• _PROBLEM_: Review the listing and copy each line that holds the word "blue".

• _RECORDS TO USE_:

########################################

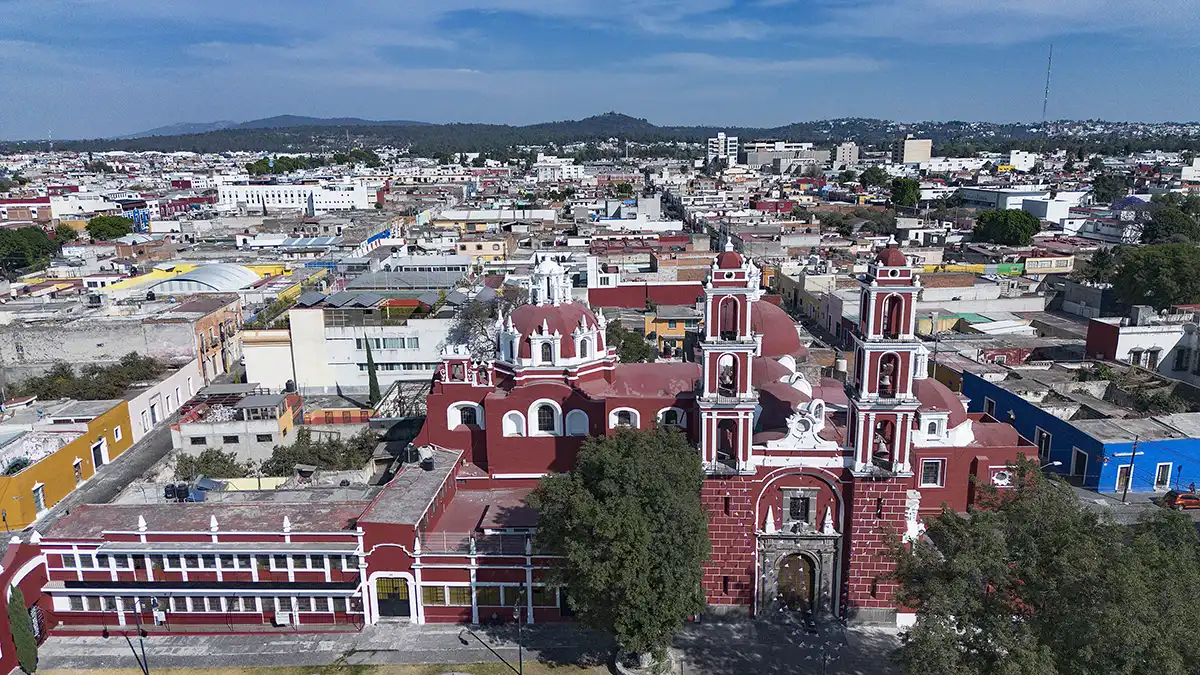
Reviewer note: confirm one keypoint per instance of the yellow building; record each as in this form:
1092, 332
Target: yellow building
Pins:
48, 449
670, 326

########################################

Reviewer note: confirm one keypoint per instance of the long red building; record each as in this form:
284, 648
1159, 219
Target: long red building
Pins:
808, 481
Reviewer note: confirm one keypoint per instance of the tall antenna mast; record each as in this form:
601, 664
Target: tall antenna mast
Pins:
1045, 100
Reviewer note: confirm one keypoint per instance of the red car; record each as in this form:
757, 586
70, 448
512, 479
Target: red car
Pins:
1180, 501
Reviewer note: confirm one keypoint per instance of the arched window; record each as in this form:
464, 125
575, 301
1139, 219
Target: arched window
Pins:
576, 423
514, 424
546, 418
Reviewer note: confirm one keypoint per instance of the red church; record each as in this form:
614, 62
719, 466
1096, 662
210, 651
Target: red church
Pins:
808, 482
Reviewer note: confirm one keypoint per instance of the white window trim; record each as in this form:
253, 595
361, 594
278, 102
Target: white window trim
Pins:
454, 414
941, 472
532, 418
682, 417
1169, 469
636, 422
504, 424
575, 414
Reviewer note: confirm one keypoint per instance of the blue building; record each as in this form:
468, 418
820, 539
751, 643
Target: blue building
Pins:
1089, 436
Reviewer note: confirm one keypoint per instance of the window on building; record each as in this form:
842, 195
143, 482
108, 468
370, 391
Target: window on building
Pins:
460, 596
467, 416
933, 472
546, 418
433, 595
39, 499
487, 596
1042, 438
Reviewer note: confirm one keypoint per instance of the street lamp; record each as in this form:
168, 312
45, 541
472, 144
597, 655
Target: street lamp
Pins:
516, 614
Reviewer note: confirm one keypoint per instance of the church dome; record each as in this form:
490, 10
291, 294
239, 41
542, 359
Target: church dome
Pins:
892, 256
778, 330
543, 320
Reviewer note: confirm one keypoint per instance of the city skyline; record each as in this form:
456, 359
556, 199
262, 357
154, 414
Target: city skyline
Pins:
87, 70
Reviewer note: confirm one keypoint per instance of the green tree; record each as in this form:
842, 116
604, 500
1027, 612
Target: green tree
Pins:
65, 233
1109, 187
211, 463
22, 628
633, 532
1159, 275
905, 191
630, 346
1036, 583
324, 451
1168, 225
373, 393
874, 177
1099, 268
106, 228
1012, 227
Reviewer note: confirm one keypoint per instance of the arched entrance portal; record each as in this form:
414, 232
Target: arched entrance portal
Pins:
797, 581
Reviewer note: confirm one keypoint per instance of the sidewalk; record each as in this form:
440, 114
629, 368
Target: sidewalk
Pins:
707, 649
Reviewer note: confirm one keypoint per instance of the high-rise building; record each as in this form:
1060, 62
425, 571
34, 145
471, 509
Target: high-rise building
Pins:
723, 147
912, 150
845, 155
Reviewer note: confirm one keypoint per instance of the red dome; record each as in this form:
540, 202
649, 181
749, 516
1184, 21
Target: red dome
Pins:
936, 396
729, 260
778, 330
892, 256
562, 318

########################################

• _EXPECTED ANSWER_:
Reviewer note: confirm one keypoint per instance of the blue building; record each as in this form:
Target: blue building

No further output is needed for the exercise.